Copy out all the data, word for word.

Dataset items:
=======

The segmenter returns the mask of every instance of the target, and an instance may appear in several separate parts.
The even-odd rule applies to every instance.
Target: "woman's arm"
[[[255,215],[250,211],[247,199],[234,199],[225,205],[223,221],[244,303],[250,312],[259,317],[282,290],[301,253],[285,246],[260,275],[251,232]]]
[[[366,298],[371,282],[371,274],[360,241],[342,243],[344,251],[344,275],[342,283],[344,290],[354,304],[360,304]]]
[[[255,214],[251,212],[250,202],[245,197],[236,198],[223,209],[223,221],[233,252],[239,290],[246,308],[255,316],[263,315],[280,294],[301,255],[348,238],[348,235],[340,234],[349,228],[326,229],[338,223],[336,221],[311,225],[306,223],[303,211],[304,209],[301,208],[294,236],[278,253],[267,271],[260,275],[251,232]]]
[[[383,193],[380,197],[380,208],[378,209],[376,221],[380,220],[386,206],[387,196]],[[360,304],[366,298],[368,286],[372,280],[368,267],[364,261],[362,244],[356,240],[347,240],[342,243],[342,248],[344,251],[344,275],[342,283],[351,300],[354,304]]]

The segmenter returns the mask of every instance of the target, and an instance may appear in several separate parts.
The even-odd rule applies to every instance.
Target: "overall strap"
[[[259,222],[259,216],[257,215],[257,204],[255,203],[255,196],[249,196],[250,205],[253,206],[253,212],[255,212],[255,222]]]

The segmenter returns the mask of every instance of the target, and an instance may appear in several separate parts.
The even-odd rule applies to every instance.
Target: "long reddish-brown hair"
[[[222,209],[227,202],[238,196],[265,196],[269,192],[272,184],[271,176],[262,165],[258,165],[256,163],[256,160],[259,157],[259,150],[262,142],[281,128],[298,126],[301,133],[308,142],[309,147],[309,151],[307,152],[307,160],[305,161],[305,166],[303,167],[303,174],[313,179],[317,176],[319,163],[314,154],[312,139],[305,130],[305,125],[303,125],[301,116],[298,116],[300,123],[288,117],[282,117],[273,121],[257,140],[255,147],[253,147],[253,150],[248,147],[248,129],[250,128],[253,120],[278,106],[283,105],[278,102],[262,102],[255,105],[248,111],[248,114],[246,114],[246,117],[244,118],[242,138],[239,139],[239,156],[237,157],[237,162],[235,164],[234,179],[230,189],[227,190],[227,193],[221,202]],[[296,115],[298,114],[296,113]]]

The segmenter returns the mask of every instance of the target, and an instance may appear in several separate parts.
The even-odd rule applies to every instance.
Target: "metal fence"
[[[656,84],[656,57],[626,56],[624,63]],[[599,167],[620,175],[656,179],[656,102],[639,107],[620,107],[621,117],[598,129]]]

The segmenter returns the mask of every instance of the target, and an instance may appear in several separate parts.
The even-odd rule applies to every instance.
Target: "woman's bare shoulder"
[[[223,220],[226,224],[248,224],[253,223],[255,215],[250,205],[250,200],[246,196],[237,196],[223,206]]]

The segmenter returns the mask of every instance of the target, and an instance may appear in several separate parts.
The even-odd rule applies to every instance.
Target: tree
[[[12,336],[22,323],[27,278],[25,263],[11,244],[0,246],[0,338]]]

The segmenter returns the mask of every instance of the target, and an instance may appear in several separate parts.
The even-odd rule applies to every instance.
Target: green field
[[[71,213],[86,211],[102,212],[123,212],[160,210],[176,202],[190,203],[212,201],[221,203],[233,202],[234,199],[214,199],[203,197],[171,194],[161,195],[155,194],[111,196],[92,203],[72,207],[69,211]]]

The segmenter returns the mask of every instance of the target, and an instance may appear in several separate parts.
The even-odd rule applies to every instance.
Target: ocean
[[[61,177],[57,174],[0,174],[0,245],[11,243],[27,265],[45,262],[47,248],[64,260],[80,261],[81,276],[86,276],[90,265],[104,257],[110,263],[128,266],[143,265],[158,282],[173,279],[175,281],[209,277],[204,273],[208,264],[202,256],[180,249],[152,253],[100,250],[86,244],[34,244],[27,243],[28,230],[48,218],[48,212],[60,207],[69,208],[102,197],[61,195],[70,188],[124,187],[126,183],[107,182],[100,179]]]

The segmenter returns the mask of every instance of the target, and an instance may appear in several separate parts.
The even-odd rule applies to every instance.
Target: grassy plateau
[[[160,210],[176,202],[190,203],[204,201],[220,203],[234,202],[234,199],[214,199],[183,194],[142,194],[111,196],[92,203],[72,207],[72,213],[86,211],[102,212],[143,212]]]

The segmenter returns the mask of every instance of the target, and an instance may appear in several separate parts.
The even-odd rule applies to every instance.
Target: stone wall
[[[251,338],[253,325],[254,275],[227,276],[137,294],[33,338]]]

=======

■ **ANSWER**:
The segmenter returns the mask of every instance of the target, and an instance may appear in several separate parts.
The even-odd rule applies to every instance.
Target: "woman's arm"
[[[255,215],[250,211],[247,199],[234,199],[225,205],[223,221],[244,303],[250,312],[259,317],[282,290],[301,253],[285,246],[260,275],[251,232]]]
[[[366,298],[371,282],[371,274],[360,241],[342,243],[344,251],[344,275],[342,283],[344,290],[354,304],[360,304]]]
[[[255,214],[251,212],[250,202],[245,197],[236,198],[223,209],[223,221],[233,252],[239,290],[246,308],[255,316],[263,315],[280,294],[301,255],[348,238],[348,235],[340,234],[349,228],[326,229],[338,223],[336,221],[311,225],[306,223],[303,211],[304,209],[301,208],[294,236],[278,253],[267,271],[260,275],[251,232]]]
[[[383,193],[380,197],[380,208],[378,209],[376,221],[380,220],[386,206],[387,196]],[[360,304],[366,298],[368,286],[372,280],[368,267],[364,261],[362,244],[356,240],[347,240],[342,243],[342,248],[344,251],[344,275],[342,283],[351,300],[354,304]]]

The segmenter returns the mask of every instance of the target, and an instance may appear in several separate parts.
The even-odd rule applies to every instance.
Target: "overall strap"
[[[259,222],[259,216],[257,215],[257,204],[255,203],[255,196],[249,196],[250,205],[253,206],[253,212],[255,212],[255,222]]]

The segmenter returns the mask of every instance of the target, and an instance may appear in several separate parts.
The even-odd rule applies to every instance.
Target: "long reddish-brown hair"
[[[222,209],[227,202],[238,196],[265,196],[269,192],[272,184],[271,176],[262,165],[258,165],[256,163],[256,160],[259,157],[259,150],[262,142],[281,128],[298,126],[301,133],[308,142],[309,147],[309,151],[307,152],[307,160],[305,161],[305,166],[303,167],[303,174],[313,179],[317,176],[319,163],[314,154],[312,139],[305,130],[305,125],[303,125],[301,116],[298,116],[300,123],[288,117],[282,117],[273,121],[257,140],[255,147],[253,147],[253,150],[248,147],[248,129],[250,128],[253,120],[278,106],[283,105],[278,102],[262,102],[255,105],[248,111],[248,114],[246,114],[246,117],[244,118],[242,138],[239,139],[239,156],[237,157],[237,162],[235,164],[234,179],[230,189],[227,190],[227,193],[221,202]],[[296,115],[298,114],[296,113]]]

The segmenter returns the mask of every instance of the target, and an instance may appear in several separate parts.
The even-odd rule applies to every instance.
Target: "metal fence"
[[[656,84],[656,57],[626,56],[624,63]],[[599,167],[620,175],[656,179],[656,102],[639,107],[620,107],[621,117],[598,129]]]

The segmenter returns the mask of every instance of the target, and an instance may appear in several separate parts.
The even-odd rule applies to every instance.
Target: "woman's bare shoulder"
[[[223,220],[226,224],[248,224],[253,223],[255,215],[250,205],[250,200],[246,196],[237,196],[223,206]]]

The segmenter returns the mask of every instance of the target, and an instance may appear in several separate parts.
The even-odd rule applies to every instance.
Target: tree
[[[12,336],[22,323],[27,278],[25,263],[11,244],[0,246],[0,338]]]

The segmenter returns the mask of every instance of the target, and an instance may appear in several separate parts.
The even-odd rule applies to every instance.
Target: green field
[[[71,213],[86,211],[102,212],[123,212],[160,210],[176,202],[190,203],[212,201],[221,203],[233,202],[234,199],[214,199],[203,197],[171,194],[161,195],[155,194],[111,196],[92,203],[72,207],[69,211]]]

The segmenter returns the mask of every instance of the target, and an instance may appear in several separate parts.
The even-odd rule applies to every instance.
Target: ocean
[[[61,177],[57,174],[0,174],[0,245],[11,243],[27,265],[45,262],[47,248],[64,260],[80,261],[81,276],[86,276],[90,265],[104,257],[110,263],[128,266],[143,265],[158,282],[173,279],[175,281],[209,277],[204,273],[208,264],[202,256],[180,249],[152,253],[100,250],[86,244],[34,244],[27,243],[28,230],[48,218],[48,212],[60,207],[69,208],[102,197],[61,195],[70,188],[124,187],[126,183],[107,182],[100,179]]]

The segmenter returns the mask of every instance of the target, and an instance may appear in several separate parts.
The even-odd rule applies to every instance.
Target: grassy plateau
[[[160,210],[176,202],[190,203],[204,201],[220,203],[234,202],[234,199],[214,199],[183,194],[142,194],[111,196],[92,203],[72,207],[72,213],[86,211],[102,212],[143,212]]]

The segmenter returns the mask of every instance of the target, and an instance may appear in several separate parts.
The even-odd rule applies to every instance.
Target: stone wall
[[[251,338],[253,325],[254,275],[227,276],[137,294],[33,338]]]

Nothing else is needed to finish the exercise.